1002. A+B for Polynomials (25)

1002. A+B for Polynomials (25)

Question

This time, you are supposed to find A+B where A and B are two polynomials.

Input

Each input file contains one test case. Each case occupies 2 lines, and each line contains the information of a polynomial: K N1 aN1 N2 aN2 … NK aNK, where K is the number of nonzero terms in the polynomial, Ni and aNi (i=1, 2, …, K) are the exponents and coefficients, respectively. It is given that 1 <= K <= 10，0 <= NK < … < N2 < N1 <=1000.

Output

For each test case you should output the sum of A and B in one line, with the same format as the input. Notice that there must be NO extra space at the end of each line. Please be accurate to 1 decimal place.

Sample Input

2 1 2.4 0 3.2

2 2 1.5 1 0.5

Sample Output

3 2 1.5 1 2.9 0 3.2

这道题目的思路完全是按着人的直观想法来的。

用数组在表示一个多项式，每一个index表示次数，其中的value就是系数。所以要一个1001大小的、初始化为0的数组。

然后把第一个不等式的系数按照次数索引加进去，再把第二个不等式的系数按照次数索引加进去。

最后数一下数组中不为0的个数，就是新多项式的K，然后把数组倒着输出不为0的值即可啦！

## 记录一览
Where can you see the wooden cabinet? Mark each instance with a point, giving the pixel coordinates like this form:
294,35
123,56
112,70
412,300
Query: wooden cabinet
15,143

## 任务要求
从多项式求和题解最后一句之后接着续写。 这些记录与多项式求和题解没有任何关系。

## 题目解答
最直观的代码

#include <iostream>

using namespace std;

const int MAX_EXP = 1001;

int main(int argc, const char * argv[]) {
double p1[MAX_EXP] = {0}, p2[MAX_EXP] = {0}, p3[MAX_EXP] = {0};
int K1, K2, exp;
double coefficient;

cin >> K1;
for (int i = 0; i < K1; ++i) {
cin >> exp >> coefficient;
p1[exp] = coefficient;
}

cin >> K2;
for (int i = 0; i < K2; ++i) {
cin >> exp >> coefficient;
p2[exp] = coefficient;
}

int K3 = 0;
for (int i = 0; i < MAX_EXP; ++i) {
p3[i] = p1[i] + p2[i];
if (p3[i] != 0) {
++K3;
}
}

cout << K3;

for (int i = MAX_EXP - 1; i >= 0; --i) {
if (p3[i] != 0) {
//这里一定要注意！输出的格式！保留1位小数！
printf(" %d %.1lf", i, p3[i]);
}
}

return 0;
}

稍微改进一点儿

#include <iostream>

using namespace std;

const int MAX_EXP = 1001;

int main(int argc, const char * argv[]) {
double p[MAX_EXP] = {0};
int exp = 0, K = 0 ;

cin >> K;
for (int i = 0; i < K; i++) {
cin >> exp;
cin >> p[exp];
}

cin >> K;
for (int i = 0; i < K ;i++) {
double temp = 0;
cin >> exp >> temp;
p[exp] += temp;
}

K = 0;
for (int i = 0; i < MAX_EXP; i++) {
if (p[i] != 0) {
K++;
}
}
cout << K;

for (int i = MAX_EXP - 1; i >= 0; i--) {
if (p[i] != 0) {
//这里一定要注意！输出的格式！保留1位小数！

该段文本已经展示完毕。